→ **Document passage**

--

Generation of NC sectors

The output of NC is nd p-by-p matrices (Fig. 1C), where nd is the number of phylogenetic windows and p is the number of amino acids in the protein. These nd matrices were concatenated to obtain a supermatrix of dimension pnd-by-p (Fig. S7). Eigenvalue decomposition or singular value decomposition of the covariation in this super matrix was performed (thus avoiding the need to choose one value of the cutoff distance d), with pnd observations and p features. The eigenvectors were ordered highest to lowest according to their associated eigenvalues. Each eigenvector is of length p, where the ith coefficient corresponds to the importance of the ith position in explaining the variation in the direction of the respective eigenvector.

To extract the specific positions that are most responsible for explaining the variation in a particular eigenvector, we identified the positions with the most positive or most negative coefficients and defined these groups of residues as two sectors. Sectors that had < 4 amino acids were ignored for downstream analysis.

--

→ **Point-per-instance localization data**

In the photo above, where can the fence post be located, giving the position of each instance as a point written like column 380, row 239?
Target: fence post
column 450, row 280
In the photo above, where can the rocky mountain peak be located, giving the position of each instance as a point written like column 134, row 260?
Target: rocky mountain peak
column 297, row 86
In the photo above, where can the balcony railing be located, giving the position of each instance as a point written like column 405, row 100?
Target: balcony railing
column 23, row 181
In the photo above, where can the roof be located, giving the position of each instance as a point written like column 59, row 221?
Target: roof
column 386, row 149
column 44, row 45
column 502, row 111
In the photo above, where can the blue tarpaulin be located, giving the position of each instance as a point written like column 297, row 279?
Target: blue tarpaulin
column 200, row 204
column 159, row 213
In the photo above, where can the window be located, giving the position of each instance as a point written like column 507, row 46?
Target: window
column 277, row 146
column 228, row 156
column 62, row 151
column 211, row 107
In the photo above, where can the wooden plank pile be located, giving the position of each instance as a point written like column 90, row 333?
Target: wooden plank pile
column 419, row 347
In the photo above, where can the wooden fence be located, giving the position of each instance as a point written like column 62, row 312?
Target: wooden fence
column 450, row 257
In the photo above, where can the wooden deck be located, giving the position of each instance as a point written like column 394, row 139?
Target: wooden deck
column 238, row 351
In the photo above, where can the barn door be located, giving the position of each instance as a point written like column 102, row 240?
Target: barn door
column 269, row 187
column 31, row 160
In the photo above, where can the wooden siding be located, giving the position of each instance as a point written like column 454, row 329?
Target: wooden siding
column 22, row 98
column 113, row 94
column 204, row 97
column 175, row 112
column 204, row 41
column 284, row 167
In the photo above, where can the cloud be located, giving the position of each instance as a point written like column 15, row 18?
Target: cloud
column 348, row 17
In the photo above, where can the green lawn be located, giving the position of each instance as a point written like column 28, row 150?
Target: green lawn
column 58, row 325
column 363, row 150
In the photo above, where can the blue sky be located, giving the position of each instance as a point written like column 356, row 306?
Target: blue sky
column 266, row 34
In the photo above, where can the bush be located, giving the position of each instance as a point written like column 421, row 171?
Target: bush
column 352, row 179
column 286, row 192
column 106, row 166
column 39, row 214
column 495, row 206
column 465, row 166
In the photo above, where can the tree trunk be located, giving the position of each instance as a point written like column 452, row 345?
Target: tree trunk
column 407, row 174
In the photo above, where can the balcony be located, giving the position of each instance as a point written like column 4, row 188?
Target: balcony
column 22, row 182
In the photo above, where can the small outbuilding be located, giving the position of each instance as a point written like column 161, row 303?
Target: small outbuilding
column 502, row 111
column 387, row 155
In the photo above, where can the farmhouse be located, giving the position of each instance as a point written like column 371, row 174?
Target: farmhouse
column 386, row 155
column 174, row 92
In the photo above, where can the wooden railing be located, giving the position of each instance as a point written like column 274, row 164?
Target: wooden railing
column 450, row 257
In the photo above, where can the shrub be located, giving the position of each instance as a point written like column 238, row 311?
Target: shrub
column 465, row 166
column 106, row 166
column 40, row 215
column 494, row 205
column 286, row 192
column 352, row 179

--

→ **Task to complete**
From the passage on generating NC sectors, list each quantity that is given a letter symbol, along with its symbol. These lines have no part in the work here.

→ **Answer space**
- nd: the number of phylogenetic windows
- p: the number of amino acids in the protein
- d: the cutoff distance